What you will do: Reproduce, word for word, the part of the Blood hierarchy text from "Only two characters" up to and including "more powerful magic.".

Extracted text:
BEGIN
The "Sc" in the names Scelt and Scletie is pronounced "Sh."
 
BLOOD HIERARCHY/CASTES


Males

landen
--non-Blood of any race

Blood male
--a general term for all males of the Blood; also refers to any Blood male who doesn't wear Jewels

Warlord
--a Jeweled male equal in status to a witch

Prince--a Jeweled male equal in status to a Priestess or a Healer

Warlord Prince--a dangerous, extremely aggressive Jeweled male; in status, slightly lower than a Queen

Females

landen--non-Blood of any race

Blood female--a general term for all females of the Blood; mostly refers to any Blood female who doesn't wear Jewels

witch--a Blood female who wears Jewels but isn't one of the other hierarchical levels; also refers to any Jeweled female

Healer--a witch who heals physical wounds and illnesses; equal in status to a Priestess and a Prince

Priestess--a witch who cares for altars, sanctuaries, and Dark Altars; witnesses handfasts and marriages; performs offerings;

equal in status to a Healer and a Prince

Black Widow--a witch who heals the mind; weaves the tangled webs of dreams and visions; is trained in illusions and poisons

Queen
--a witch who rules the Blood; is considered to be the land's heart and the Blood's moral center; as such, she is the focal

point of their society
 
 
 
     The books focus largely on the topmost levels of Blood society. Landens, who have no magic, exist largely to be a morality marker: Good characters treat them like people (even while not being able to relate to the idea of a life that doesn't prominently feature magic), evil characters treat them like vermin, slaves, or cannon fodder. Magic is strictly hereditary; a Blood character is unlikely to grow up knowing any landens. Blood and landens can interbreed, but aside from the power issue (a landen isn't exactly in a position to enforce a no) which Bishop never addresses, there are issues she does address: half-Blood children may have enough magic to qualify as Blood, but are likely, at best, to be far weaker magically than their Blood parent, and there's also a real possibility that a half-Blood child will have to live with an instinctive sense that s/he should be able to perform magic but no actual magic, or will have enough magic to set herself/himself up as a petty dictator over a landen village but not enough to be accepted as Blood.
 
     Only two characters who appear onstage are Blood who don't wear Jewels; both are male.

     The Blood have a legend--which will, over the course of the trilogy, prove to be entirely true--that all the Blood races inherited their magic from a dragon queen. All the Jewels were originally dragon scales. Because the magic came from a female dragon, females of all the Blood races were the first to develop magical abilities and have consistently had more powerful magic.
END
Image annotation data:
BEGIN
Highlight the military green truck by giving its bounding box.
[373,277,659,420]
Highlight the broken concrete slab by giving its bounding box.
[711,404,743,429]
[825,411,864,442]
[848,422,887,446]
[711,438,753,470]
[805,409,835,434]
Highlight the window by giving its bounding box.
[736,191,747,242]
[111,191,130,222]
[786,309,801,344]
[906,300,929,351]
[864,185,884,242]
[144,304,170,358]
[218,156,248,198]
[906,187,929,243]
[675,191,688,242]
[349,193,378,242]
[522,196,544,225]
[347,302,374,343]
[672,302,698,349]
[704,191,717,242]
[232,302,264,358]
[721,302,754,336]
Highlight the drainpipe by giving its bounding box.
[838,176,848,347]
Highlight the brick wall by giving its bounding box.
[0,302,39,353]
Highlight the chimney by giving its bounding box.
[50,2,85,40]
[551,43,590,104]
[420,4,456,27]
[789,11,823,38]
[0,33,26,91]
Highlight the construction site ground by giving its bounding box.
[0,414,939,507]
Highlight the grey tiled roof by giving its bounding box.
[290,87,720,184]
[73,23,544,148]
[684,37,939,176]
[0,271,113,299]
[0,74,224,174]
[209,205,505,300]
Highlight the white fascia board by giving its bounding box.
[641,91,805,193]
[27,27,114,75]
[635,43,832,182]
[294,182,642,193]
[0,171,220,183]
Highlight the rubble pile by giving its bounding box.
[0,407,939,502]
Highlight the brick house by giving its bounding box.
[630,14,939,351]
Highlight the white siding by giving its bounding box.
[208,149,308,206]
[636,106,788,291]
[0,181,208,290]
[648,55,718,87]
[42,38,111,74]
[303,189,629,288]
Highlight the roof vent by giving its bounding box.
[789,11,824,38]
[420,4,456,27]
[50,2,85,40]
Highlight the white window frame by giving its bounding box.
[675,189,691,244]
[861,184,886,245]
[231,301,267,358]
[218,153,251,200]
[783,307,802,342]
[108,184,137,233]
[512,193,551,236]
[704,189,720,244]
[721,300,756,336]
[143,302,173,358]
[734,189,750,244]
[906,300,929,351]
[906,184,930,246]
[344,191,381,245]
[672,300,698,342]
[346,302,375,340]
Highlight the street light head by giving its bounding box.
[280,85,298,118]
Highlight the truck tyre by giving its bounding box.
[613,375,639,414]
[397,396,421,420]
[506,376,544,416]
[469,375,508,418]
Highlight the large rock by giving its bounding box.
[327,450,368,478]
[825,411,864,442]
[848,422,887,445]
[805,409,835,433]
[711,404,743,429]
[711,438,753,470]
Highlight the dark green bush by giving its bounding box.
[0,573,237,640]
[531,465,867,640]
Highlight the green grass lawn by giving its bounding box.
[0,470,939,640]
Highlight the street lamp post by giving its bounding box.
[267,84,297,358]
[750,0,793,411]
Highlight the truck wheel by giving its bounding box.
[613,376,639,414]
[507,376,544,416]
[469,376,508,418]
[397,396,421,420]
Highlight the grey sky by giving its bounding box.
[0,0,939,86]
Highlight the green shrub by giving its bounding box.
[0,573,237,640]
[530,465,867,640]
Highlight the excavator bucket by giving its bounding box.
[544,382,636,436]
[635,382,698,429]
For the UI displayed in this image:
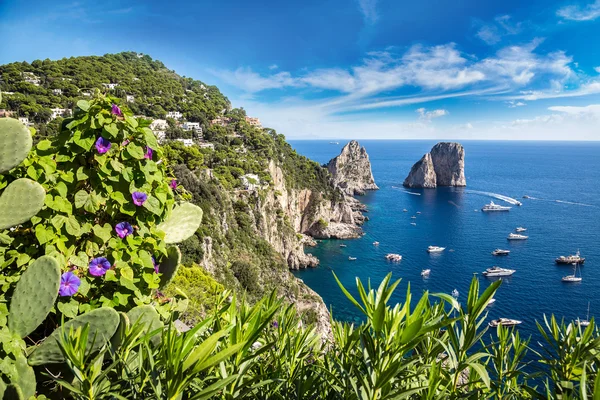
END
Exercise response:
Only two characters who appear onstage are Blood who don't wear Jewels; both are male.

     The Blood have a legend--which will, over the course of the trilogy, prove to be entirely true--that all the Blood races inherited their magic from a dragon queen. All the Jewels were originally dragon scales. Because the magic came from a female dragon, females of all the Blood races were the first to develop magical abilities and have consistently had more powerful magic.